> Required tasks
(a) Please update the job posting from "- Provide expert" to "do the same.", putting "Guiding Principles" in place of "Core Values".
(b) On which cloud platforms does the job posting say the role manages infrastructure?

> Document extract
Senior Lead, Site Reliability Engineer
Who We Are
Kyndryl is a market leader that thinks and acts like a start-up. We design, build, manage, and modernize the mission-critical technology systems that the world depends on every day. So why work at Kyndryl? We are always moving forward – always pushing ourselves to go further in our efforts to build a more equitable, inclusive world for our employees, our customers, and our communities.
- Be a responder of the SRE on-call rotation (PagerDuty) to respond to incidents that impact service availability. ( as defined by country regulations )
- Manage infrastructure on Azure and AWS
- Using IaC tools including Terraform and Ansible
- Build monitoring that alerts on symptoms before they become outages.
- Document every action so your findings turn into repeatable actions and then into automation.
- Prevent incidents from happening through blameless postmortems.
- Improve operational processes (such as deployments and upgrades) to make them as simple and streamlined as possible.
- Design, build and maintain core infrastructure that enables scaling to many terabytes of data.
- Debug production issues across all services and levels of the stack.
- Plan the growth of our infrastructure.
- Think about systems: edge cases, failure modes, behaviors, specific implementations.
- Remain current and up to date with emerging technologies, business requirements and enhancements & develop proposals for changes that may be required.
- Execute creation and maintenance of architectural documentation.
- Assist/engage other system owners and project development teams that have integration requirements with the various other enterprise security systems.
- Assist/engage other engineering teams for problem determination of incidents.
- Provide expert advice to the Security Technical Design Authority.
- Act in accordance with and be an advocate for Core Values (Respect, Collaboration, Accountability, and Transparency).
- Be highly motivated with a strong desire to obtain a deep understanding of the supported environments and integrations. Possess the ability to work independently and as part of a team to research/resolve technical issues and develop quality solutions.
- Professionally evolve and inspire others to do the same.
- Work is generally done in a remote home office.
- Be available for occasional night or weekend work.
Who You Are
Able to self-organize and report asynchronously.
Familiar with agile methodologies; use epics, issues to drive projects.
Experience managing complex security solutions in large environments.
Strong understanding of Linux, network troubleshooting analysis, and current security methodologies.
Strong understanding of cybersecurity technologies, protocols, and applications.
Detailed technical experience in the installation, configuration, and operation of high-end security solutions.

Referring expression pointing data
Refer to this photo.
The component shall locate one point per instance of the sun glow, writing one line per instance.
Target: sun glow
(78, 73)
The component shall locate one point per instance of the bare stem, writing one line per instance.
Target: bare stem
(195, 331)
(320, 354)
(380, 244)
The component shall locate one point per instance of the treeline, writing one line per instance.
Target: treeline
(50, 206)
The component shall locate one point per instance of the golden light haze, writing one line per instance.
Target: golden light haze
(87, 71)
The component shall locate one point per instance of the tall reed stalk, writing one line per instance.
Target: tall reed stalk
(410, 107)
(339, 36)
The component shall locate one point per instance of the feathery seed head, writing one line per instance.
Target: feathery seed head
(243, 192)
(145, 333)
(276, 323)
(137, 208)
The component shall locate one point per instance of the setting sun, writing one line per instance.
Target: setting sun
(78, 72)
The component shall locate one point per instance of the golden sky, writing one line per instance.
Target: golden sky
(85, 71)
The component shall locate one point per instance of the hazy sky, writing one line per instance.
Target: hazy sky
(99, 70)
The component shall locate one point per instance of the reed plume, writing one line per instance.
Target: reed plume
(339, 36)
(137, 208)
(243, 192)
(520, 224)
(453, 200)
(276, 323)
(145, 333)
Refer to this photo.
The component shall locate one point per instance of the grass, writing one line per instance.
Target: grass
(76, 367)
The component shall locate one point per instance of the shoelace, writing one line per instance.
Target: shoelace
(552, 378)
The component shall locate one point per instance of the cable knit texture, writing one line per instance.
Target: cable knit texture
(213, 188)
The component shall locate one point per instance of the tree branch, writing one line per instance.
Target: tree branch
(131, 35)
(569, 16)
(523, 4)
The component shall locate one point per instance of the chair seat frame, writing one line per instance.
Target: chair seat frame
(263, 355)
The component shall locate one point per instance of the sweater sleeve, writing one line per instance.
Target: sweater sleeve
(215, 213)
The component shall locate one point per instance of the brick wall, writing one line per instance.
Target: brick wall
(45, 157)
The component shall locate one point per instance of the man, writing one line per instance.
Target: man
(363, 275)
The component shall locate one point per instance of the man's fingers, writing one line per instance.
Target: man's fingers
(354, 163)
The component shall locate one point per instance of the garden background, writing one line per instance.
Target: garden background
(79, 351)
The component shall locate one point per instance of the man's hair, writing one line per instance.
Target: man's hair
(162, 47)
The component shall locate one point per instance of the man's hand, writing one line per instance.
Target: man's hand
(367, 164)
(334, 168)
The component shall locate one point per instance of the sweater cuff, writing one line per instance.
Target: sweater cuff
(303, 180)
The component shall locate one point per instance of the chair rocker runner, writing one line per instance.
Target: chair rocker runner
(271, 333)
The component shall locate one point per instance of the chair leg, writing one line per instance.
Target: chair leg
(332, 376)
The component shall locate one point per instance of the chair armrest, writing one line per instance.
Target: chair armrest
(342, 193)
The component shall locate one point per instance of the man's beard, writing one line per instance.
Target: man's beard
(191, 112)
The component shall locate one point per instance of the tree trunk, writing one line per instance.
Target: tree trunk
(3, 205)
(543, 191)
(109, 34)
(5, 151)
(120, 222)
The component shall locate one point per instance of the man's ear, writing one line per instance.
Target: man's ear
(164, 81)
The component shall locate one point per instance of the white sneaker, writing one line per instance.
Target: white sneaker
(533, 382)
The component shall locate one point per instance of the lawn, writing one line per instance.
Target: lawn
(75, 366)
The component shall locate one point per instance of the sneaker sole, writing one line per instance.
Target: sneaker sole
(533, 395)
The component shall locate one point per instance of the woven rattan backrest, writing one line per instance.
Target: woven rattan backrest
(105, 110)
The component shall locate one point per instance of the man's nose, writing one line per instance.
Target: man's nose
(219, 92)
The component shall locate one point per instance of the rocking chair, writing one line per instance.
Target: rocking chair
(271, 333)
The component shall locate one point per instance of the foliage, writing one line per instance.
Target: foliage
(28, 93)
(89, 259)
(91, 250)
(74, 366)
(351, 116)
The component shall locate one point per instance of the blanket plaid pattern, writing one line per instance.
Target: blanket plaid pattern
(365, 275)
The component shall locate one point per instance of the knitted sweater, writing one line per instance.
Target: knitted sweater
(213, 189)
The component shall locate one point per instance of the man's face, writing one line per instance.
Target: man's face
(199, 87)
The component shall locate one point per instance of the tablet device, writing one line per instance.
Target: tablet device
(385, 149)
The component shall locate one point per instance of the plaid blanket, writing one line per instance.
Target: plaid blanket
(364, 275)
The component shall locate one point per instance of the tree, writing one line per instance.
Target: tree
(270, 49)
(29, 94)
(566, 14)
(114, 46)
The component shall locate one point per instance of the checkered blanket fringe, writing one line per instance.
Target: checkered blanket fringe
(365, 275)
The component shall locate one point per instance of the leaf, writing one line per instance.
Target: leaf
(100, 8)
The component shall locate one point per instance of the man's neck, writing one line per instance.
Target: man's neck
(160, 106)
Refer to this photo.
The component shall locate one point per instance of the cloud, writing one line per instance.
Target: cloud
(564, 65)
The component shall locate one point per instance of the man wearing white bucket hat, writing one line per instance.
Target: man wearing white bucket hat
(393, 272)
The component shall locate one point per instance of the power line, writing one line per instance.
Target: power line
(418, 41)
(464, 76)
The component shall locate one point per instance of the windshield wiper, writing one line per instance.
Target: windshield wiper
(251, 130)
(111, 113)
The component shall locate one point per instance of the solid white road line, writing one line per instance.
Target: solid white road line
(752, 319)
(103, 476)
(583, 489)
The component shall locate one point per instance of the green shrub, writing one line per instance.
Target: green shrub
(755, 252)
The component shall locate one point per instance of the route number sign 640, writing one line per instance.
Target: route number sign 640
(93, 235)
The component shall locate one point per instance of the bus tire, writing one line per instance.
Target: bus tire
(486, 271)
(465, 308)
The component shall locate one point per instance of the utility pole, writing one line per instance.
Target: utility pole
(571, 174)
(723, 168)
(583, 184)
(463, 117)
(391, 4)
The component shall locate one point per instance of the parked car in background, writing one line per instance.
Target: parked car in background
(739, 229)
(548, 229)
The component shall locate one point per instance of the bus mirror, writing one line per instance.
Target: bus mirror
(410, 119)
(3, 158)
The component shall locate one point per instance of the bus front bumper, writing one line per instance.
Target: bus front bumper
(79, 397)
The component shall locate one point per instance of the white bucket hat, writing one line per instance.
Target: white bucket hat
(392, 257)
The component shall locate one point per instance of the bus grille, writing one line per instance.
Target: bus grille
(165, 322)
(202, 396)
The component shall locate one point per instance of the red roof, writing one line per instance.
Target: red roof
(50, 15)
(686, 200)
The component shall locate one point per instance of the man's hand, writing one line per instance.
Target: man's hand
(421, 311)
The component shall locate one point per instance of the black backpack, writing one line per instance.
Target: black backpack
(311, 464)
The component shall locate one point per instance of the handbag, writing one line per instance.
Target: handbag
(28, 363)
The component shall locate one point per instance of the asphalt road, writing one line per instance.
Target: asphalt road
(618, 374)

> Responses for each task
(a)
- Provide expert advice to the Security Technical Design Authority.
- Act in accordance with and be an advocate for Guiding Principles (Respect, Collaboration, Accountability, and Transparency).
- Be highly motivated with a strong desire to obtain a deep understanding of the supported environments and integrations. Possess the ability to work independently and as part of a team to research/resolve technical issues and develop quality solutions.
- Professionally evolve and inspire others to do the same.

(b) Azure and AWS.